### Given passage:
%%
Trouhanova eventually commissioned Ivan Clustine to choreograph the music, and the work was premiered at the Théâtre du Châtelet in Paris, on April 22, 1912, with Trouhanova in the title role, Alfred Bekefi as Iskender, designs by René Piot. The Concerts Lamoureux were conducted by the composer, and the other ballets on the programme (also all conducted by their composer) were Vincent d'Indy's Istar, Florent Schmitt's La Tragédie de Salomé, and Maurice Ravel's Adélaïde ou le langage des fleurs.

The ballet entered the Paris Opera's repertoire in 1921, with Anna Pavlova and Hubert Stowitts dancing as the Peri and Iskender and designs by René Piot, and Philippe Gaubert conducting.
%%
### Study material:
%%
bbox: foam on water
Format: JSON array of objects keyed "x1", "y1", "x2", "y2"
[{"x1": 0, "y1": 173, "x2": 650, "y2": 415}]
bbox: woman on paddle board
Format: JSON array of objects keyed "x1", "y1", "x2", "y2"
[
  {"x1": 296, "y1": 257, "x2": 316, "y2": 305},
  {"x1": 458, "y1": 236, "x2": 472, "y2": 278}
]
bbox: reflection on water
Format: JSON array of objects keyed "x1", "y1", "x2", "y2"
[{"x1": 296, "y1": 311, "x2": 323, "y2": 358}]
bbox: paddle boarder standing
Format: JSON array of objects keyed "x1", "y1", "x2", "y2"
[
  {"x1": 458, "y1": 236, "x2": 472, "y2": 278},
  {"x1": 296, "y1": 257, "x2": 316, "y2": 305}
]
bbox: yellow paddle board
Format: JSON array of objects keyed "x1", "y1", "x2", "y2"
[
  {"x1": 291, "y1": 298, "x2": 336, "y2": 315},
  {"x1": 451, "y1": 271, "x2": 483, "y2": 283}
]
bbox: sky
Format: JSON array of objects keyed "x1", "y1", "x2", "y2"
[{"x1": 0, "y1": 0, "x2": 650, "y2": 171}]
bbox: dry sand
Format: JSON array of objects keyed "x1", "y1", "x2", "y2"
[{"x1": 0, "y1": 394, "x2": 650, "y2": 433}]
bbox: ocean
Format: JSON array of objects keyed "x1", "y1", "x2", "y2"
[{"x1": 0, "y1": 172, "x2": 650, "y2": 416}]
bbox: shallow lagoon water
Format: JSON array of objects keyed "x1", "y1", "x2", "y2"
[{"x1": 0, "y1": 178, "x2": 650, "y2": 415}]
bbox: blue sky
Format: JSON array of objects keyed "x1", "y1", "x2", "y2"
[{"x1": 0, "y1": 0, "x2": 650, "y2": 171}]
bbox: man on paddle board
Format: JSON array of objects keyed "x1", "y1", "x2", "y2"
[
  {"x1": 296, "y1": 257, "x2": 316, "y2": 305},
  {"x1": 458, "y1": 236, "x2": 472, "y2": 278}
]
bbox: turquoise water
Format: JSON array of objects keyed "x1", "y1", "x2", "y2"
%%
### Check your understanding:
a) Quote the ballet passage from "Trouhanova eventually commissioned" up to and including "langage des fleurs.".
b) Continue the ballet passage from its last sentence.
The items are separate from the ballet passage.

### Expected responses:
a)
Trouhanova eventually commissioned Ivan Clustine to choreograph the music, and the work was premiered at the Théâtre du Châtelet in Paris, on April 22, 1912, with Trouhanova in the title role, Alfred Bekefi as Iskender, designs by René Piot. The Concerts Lamoureux were conducted by the composer, and the other ballets on the programme (also all conducted by their composer) were Vincent d'Indy's Istar, Florent Schmitt's La Tragédie de Salomé, and Maurice Ravel's Adélaïde ou le langage des fleurs.

b)
The ballet was performed in 1931 by the Ballet Rambert at the Mercury Theatre, Notting Hill Gate in London, to choreography by Frederick Ashton and costume design by William Chappell. Ashton himself danced the role of Iskender, with ballerina Alicia Markova as the Peri. This production was short-lived, lasting only until 1932, but the same company performed the ballet again in 1938 to choreography by Frank Staff, and Ashton in 1956 designed a new version for The Royal Ballet. In this latter version, the two roles were played by Margot Fonteyn and Michael Somes with scenic design by Ivon Hitchens and costume design by André Lavasseur. In Britain it has also been performed at the Lyric Theatre Hammersmith and the Palace Theatre, Manchester.

In 2012 Ivan Putrov used the score to choreograph his first major creation for the stage, at Sadler's Wells Theatre, entitled Ithaca.

Though not common, excerpts from the ballet are still sometimes performed in student competitions.

== See also ==
- La Péri (Burgmüller)

== Sources ==
- Dukas, Paul. La Péri - Poème dansé en un Tableau Paris: M.M. Durand & Cie, 1911. (synopsis, instrumentation)
- The Rambert Dance Company. Archive - La Péri. Retrieved February 25, 2006. (production information)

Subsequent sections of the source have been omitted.